**SUPPLIED MATERIAL**:
---
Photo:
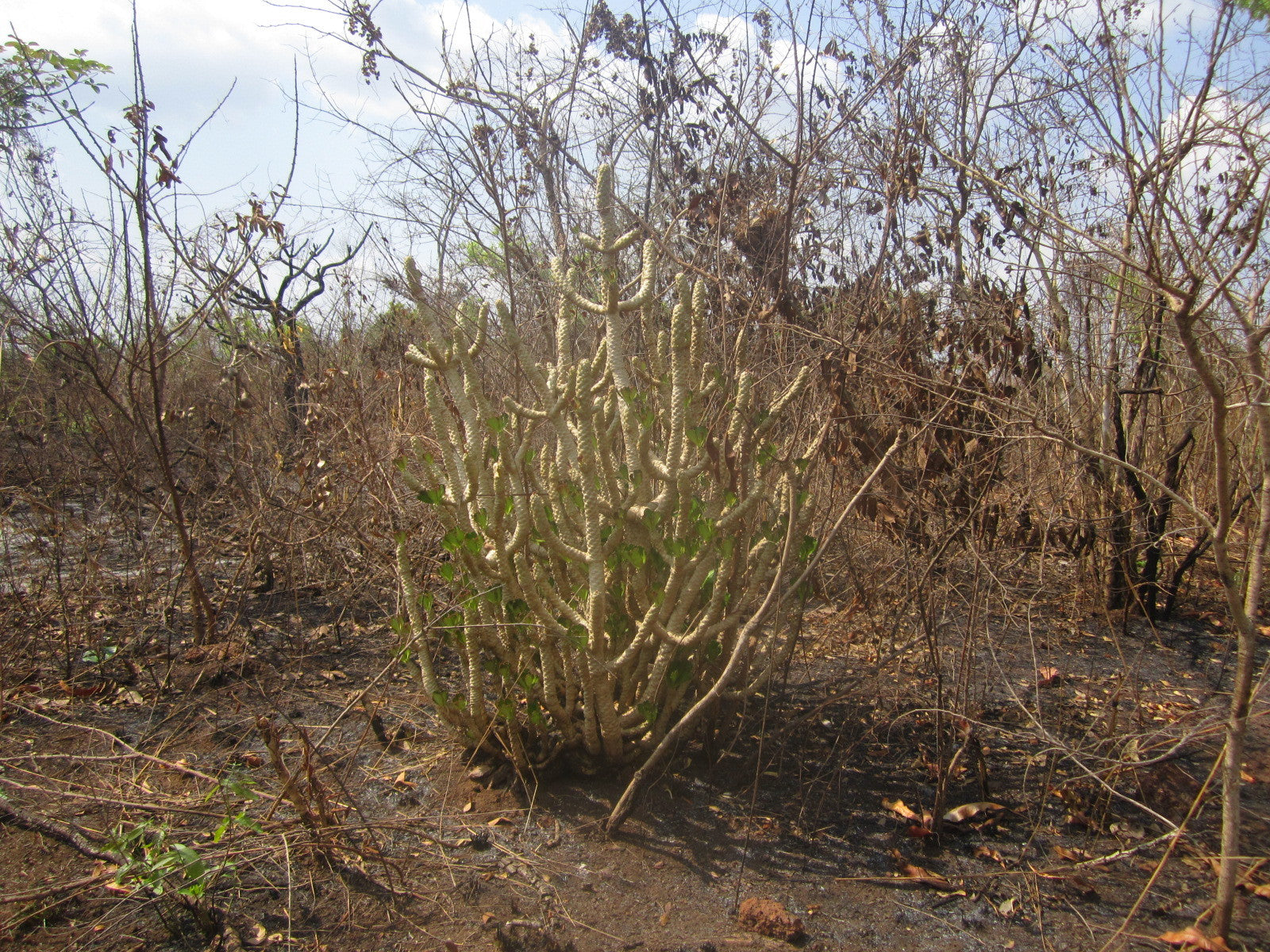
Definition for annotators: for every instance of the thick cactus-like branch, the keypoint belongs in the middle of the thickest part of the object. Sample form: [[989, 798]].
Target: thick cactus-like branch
[[607, 535]]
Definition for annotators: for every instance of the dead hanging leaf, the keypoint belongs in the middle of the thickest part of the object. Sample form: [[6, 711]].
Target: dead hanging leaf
[[899, 806], [967, 812], [1048, 677], [918, 873], [1128, 831], [1195, 939]]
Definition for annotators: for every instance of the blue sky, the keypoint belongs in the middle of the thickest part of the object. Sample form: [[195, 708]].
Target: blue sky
[[197, 52]]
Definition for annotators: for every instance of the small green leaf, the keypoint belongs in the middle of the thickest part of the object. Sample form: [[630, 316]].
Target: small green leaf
[[679, 673]]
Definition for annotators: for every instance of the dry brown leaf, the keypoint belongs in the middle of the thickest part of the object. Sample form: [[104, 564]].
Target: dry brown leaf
[[960, 814], [1075, 856], [918, 875], [1194, 939]]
---
**ASSIGNMENT**: The line containing "Definition for annotators: for every instance of the dry" and all lines after it, to the end of the records, are to be output exactly and alone.

**RESULT FOR THIS TASK**:
Definition for annotators: for every instance of the dry brown leaf, the keypoint belongs in the middle of the thickest part of the object. Sample form: [[104, 564]].
Target: dry brown leaf
[[960, 814], [1075, 856], [918, 875], [1194, 939]]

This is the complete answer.